[[ Source document open ]]

Keir Starmer has pledged to reform the NHS in order to save the health service which he said was in its “worst position” since it was created.
Speaking on BBC’s Sunday With Laura Kuenssberg, Sir Keir said nothing was off the table in order to reform the service.
“The reason I want to reform the health service is I want to preserve it.
“I think if we don’t reform the health service, we will be in managed decline.
“The health service is in the worst position it has been in its entire history under the Tories,” he said.
#BBCLauraK asks if anything is off the able when it comes to NHS reform
— BBC Politics (@BBCPolitics) January 15, 2023
Labour leader Keir Starmer says “No… if we don’t reform the health service, we will be in managed decline”https://t.co/p0EQaYI0Qg pic.twitter.com/6w5XzqZJqP
Asked later in the interview whether he would look at a social insurance model, he said: “Look, free at the point of use is the founding principle of the NHS and it is absolutely fundamental for me.”
Asked whether he had ever used private healthcare after Prime Minister Rishi Sunak admitted doing so, Sir Keir said: “No.”
Ahead of the interview, Sir Keir formally gave his backing to his shadow health secretary’s reforms to effectively nationalise GP services.
Wes Streeting’s proposals to make general practitioners salaried NHS employees have been criticised in some quarters of the medical profession.
But Sir Keir, writing in The Sunday Telegraph, said that “if we don’t get real about reform, the NHS will die”, giving his backing to overhauling the current GP model.
The pledges have echoes of New Labour’s 1997 promises, when Sir Tony Blair swept into power on the back of a manifesto vowing to slash NHS waiting times and make the service more patient-focused.

[[ Source document closed ]]

▶ **What you need to do**
**a.** In the Keir Starmer NHS text, rewrite the passage that begins at the words "Speaking on BBC’s" and stops after "in managed decline.", putting "protect" in place of "preserve".
**b.** List every person named in the Keir Starmer NHS text.
**c.** Answer these questions from the Keir Starmer NHS text.
(i) On which BBC program did Keir Starmer speak?
(ii) Whose proposals would make general practitioners salaried NHS employees?
(iii) In what year did New Labour make the promises that the pledges are said to echo?

[[ Provided information open ]]

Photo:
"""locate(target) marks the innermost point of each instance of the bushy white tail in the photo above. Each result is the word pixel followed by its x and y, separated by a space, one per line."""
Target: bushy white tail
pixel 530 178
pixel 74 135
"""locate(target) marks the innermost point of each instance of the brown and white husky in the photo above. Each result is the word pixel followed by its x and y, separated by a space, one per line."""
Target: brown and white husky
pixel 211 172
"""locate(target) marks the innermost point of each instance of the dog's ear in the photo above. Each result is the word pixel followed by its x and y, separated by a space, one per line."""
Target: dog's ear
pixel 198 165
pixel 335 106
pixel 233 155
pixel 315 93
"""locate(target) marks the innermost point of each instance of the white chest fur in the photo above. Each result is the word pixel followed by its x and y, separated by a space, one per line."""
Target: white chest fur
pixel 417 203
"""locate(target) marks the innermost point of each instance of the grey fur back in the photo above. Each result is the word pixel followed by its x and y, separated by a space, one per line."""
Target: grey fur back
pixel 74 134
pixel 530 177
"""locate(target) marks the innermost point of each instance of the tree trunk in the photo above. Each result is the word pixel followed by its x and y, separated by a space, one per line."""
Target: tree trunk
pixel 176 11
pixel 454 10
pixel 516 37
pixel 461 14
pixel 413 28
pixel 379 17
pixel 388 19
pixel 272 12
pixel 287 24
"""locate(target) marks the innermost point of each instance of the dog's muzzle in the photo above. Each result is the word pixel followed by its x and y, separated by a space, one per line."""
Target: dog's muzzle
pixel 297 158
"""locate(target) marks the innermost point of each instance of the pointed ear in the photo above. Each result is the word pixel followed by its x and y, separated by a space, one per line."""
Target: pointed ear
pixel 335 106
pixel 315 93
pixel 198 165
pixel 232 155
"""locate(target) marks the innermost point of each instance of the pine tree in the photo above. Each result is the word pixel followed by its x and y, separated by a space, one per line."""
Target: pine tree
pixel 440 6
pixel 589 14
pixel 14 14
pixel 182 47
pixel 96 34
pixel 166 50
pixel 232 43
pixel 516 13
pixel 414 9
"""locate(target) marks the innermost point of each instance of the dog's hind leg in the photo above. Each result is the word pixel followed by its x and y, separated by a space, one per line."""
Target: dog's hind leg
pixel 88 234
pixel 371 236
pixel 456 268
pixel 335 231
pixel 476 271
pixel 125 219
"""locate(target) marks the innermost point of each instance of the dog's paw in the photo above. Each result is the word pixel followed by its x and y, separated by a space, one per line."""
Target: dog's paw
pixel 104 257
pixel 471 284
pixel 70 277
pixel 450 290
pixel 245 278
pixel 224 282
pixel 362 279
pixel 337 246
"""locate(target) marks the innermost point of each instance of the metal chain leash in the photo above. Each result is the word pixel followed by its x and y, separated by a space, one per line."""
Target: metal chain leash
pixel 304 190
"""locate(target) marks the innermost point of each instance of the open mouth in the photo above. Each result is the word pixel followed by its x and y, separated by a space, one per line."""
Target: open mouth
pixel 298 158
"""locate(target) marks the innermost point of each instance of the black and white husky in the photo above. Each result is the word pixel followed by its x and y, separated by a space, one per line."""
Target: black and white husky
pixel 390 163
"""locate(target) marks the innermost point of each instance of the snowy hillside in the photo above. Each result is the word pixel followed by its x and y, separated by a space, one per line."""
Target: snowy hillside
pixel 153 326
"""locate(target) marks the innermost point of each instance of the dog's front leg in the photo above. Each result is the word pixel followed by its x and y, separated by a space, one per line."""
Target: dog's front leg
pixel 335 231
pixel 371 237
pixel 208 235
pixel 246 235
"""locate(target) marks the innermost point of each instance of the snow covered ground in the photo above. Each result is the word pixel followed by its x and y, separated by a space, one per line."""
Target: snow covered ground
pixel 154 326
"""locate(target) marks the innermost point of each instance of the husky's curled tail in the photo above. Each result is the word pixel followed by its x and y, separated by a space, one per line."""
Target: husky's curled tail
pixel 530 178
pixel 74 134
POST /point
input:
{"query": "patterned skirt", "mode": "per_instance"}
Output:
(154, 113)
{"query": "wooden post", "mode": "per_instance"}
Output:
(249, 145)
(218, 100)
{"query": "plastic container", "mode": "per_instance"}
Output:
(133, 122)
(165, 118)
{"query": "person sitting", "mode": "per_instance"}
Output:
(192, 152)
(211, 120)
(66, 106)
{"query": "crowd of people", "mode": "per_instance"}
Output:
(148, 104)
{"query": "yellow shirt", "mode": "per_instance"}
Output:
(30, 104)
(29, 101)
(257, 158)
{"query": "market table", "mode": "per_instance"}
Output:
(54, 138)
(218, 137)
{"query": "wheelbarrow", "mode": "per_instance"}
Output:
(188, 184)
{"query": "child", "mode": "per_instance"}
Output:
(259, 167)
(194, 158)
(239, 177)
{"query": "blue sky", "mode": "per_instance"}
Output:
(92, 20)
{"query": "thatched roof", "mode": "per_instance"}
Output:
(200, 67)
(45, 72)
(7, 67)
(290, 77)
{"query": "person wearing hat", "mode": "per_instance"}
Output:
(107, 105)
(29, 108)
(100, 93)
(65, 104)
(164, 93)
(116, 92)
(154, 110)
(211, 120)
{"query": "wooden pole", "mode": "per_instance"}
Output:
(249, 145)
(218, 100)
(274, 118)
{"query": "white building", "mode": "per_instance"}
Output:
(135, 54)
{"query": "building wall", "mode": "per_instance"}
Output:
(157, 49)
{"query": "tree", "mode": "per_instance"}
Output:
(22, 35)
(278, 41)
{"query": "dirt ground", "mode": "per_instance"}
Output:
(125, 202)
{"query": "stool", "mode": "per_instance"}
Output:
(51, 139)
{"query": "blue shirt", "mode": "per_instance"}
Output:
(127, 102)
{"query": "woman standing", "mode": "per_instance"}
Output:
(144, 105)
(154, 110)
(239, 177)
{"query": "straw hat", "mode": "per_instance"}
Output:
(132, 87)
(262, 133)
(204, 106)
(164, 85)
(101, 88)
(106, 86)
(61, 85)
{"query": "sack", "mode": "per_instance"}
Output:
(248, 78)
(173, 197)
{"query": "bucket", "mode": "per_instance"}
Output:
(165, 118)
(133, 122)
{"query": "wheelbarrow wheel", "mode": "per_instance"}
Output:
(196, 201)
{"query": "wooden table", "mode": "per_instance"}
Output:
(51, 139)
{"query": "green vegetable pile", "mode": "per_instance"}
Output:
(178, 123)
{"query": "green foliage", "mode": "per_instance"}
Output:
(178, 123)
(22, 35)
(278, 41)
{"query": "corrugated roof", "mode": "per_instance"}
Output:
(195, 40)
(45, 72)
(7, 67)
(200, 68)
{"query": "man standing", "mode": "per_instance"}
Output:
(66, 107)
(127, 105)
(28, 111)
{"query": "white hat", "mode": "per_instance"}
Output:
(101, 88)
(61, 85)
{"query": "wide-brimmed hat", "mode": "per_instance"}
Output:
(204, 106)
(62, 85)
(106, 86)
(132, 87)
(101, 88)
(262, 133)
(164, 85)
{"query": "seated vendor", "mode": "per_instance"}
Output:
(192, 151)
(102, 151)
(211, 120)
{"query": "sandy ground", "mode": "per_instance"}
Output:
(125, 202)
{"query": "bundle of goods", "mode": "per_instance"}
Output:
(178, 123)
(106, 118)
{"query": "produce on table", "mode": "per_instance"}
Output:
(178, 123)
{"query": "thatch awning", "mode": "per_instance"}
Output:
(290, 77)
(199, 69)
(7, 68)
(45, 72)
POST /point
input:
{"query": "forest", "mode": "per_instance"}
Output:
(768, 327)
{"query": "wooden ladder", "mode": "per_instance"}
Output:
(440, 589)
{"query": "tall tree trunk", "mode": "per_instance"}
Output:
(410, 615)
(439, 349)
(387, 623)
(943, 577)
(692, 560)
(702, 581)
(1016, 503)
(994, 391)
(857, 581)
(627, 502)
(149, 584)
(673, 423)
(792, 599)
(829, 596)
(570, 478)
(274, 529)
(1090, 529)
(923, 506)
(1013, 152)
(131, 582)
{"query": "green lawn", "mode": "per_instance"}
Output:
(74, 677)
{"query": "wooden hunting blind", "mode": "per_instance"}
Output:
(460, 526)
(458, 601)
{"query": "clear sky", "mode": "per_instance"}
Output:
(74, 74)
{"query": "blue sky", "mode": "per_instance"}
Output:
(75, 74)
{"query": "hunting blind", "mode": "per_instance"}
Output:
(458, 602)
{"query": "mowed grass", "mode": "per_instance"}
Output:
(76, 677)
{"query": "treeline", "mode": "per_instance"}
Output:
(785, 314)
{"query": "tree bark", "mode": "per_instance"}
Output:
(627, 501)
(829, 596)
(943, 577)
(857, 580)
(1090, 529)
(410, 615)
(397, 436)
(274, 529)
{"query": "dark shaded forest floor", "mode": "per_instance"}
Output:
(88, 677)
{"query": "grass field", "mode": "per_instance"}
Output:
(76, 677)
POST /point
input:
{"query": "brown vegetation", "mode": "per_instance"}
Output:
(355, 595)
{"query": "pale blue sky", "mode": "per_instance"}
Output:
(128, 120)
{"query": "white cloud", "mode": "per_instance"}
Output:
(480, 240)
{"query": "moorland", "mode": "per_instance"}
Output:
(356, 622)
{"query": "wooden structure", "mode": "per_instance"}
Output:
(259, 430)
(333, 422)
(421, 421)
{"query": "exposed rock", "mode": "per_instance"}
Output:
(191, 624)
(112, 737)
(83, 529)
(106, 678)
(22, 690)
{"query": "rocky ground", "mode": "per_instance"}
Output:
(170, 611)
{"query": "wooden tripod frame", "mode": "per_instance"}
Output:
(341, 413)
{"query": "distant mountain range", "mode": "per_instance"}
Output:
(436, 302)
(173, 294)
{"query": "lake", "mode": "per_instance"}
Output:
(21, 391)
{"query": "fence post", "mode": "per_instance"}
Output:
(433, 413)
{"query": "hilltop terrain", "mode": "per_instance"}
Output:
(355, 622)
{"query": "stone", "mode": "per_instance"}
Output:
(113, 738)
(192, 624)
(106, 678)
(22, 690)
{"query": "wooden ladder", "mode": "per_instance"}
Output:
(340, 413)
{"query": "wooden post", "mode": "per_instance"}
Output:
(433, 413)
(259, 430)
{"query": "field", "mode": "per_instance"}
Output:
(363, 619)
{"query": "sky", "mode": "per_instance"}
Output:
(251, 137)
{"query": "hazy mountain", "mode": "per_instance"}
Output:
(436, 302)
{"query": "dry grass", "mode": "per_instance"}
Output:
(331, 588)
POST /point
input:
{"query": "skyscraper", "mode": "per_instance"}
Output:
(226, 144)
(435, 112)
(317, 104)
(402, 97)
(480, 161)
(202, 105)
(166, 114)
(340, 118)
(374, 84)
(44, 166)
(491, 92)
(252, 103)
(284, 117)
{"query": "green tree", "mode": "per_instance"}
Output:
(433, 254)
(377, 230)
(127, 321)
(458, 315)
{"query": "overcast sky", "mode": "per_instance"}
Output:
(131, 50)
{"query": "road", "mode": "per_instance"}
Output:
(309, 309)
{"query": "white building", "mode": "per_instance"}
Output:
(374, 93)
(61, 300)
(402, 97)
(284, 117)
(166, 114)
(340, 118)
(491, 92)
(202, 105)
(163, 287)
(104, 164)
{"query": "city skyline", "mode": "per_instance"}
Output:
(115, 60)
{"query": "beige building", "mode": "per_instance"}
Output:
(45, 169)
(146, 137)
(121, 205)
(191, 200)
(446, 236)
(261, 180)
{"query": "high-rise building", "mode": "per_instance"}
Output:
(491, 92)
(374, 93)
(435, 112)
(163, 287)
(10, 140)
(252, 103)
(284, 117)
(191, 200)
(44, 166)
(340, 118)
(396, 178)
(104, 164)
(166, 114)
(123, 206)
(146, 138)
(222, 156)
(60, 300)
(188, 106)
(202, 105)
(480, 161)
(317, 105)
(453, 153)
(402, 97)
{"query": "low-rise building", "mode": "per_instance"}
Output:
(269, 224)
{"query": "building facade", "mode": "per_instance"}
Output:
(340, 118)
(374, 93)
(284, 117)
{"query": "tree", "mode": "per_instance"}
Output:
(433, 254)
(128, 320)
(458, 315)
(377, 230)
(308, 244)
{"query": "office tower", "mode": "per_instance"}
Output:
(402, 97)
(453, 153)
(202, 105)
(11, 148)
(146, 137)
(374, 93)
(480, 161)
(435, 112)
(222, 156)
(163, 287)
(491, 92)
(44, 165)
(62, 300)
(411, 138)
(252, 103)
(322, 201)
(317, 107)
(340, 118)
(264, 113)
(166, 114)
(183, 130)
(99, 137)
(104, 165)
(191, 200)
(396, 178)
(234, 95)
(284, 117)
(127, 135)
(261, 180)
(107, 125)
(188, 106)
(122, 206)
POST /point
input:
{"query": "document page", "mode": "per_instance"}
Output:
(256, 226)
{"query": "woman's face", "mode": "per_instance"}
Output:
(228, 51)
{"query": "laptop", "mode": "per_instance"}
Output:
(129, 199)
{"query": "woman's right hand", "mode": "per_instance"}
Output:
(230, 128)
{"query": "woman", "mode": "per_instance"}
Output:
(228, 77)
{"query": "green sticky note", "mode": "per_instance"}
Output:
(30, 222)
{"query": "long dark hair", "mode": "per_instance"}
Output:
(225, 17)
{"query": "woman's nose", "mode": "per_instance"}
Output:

[[ Provided information closed ]]

▶ **Outputs for the tasks**
**a.**
Speaking on BBC’s Sunday With Laura Kuenssberg, Sir Keir said nothing was off the table in order to reform the service.
“The reason I want to reform the health service is I want to protect it.
“I think if we don’t reform the health service, we will be in managed decline.

**b.**
Keir Starmer
Laura Kuenssberg
Rishi Sunak
Wes Streeting
Tony Blair

**c.**
(i) Sunday With Laura Kuenssberg
(ii) Wes Streeting's
(iii) 1997